DATASET RECORDS —
#####

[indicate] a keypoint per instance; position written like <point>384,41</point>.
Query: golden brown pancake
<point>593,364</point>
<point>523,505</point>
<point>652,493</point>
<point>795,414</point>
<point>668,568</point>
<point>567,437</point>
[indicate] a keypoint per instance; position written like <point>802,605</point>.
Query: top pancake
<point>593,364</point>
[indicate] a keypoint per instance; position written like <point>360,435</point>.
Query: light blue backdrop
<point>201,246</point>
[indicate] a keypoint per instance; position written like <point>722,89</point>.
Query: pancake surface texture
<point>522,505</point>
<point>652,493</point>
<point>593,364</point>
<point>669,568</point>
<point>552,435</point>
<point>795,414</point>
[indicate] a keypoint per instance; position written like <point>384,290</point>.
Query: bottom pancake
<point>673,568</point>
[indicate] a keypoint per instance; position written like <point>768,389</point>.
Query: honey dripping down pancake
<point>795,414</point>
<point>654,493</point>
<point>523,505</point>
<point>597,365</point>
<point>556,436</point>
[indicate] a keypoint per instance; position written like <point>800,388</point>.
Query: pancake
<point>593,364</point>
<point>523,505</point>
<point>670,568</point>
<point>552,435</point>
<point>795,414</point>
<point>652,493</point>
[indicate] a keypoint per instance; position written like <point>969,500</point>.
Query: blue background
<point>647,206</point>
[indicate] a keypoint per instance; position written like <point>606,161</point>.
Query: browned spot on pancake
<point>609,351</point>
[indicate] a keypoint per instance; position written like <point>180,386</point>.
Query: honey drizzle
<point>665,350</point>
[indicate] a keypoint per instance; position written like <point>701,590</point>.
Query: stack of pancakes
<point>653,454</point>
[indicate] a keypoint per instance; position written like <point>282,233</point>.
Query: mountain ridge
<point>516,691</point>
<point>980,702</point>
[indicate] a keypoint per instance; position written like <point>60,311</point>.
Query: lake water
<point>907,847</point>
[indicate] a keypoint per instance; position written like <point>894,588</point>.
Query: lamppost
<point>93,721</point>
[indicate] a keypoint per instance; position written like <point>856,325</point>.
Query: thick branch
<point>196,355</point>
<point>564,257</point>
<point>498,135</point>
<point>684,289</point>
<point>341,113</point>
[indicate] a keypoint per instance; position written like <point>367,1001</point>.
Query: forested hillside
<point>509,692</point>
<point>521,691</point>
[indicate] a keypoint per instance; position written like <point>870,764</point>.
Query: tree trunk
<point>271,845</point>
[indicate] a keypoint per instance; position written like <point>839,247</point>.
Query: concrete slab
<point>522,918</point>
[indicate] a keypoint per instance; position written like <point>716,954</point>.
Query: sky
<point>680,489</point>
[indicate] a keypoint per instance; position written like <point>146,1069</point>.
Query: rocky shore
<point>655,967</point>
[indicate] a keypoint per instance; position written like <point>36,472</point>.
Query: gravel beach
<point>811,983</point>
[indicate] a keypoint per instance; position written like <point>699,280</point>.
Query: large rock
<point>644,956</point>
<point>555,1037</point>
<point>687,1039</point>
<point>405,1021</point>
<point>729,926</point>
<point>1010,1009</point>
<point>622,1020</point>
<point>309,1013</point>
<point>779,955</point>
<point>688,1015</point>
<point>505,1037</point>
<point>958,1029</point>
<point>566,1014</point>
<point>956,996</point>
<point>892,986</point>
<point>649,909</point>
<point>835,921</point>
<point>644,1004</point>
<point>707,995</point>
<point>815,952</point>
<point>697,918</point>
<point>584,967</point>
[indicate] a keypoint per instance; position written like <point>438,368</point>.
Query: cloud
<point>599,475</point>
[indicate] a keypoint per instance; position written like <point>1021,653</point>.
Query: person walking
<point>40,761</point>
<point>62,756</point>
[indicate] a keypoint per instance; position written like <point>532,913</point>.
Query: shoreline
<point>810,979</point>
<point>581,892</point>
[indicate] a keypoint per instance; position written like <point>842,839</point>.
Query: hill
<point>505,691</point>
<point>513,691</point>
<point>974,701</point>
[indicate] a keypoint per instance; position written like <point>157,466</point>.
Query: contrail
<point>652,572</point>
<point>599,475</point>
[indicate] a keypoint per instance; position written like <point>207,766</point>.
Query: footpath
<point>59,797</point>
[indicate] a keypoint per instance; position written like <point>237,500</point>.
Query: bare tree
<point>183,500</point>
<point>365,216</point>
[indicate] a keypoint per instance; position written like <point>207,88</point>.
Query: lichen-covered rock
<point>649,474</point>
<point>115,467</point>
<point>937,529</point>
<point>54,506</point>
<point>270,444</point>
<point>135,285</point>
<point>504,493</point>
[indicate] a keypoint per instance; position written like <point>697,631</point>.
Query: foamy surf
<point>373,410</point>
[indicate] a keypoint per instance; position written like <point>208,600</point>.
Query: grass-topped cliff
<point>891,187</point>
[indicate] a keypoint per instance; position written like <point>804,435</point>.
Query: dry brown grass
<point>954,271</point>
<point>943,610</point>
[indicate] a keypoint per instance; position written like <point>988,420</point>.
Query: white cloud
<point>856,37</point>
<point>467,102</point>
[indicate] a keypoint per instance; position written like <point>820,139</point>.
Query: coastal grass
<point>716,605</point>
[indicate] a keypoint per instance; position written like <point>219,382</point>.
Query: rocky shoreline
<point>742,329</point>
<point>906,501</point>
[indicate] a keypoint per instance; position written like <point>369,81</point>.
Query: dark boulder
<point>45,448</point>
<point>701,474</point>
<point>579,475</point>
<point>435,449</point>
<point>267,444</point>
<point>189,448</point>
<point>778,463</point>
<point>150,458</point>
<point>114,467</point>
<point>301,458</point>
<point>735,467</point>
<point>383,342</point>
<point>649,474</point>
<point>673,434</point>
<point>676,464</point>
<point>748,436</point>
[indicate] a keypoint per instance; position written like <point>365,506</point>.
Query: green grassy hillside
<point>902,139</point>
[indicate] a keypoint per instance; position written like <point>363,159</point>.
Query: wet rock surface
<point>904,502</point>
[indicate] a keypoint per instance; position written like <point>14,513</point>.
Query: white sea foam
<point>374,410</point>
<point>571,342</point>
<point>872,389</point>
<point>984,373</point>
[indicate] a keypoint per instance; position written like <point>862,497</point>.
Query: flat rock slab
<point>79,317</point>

#####

WHAT THE EXERCISE ASKS —
Output, from the data above, the lines from the line with "written like <point>208,600</point>." to the line with "written like <point>804,435</point>." exactly as they stand, both ends included and nothing else.

RESPONSE TO THE TASK —
[indicate] a keypoint per instance; position written like <point>208,600</point>.
Query: grass-topped cliff
<point>891,187</point>
[indicate] a keypoint per instance; position written like <point>804,435</point>.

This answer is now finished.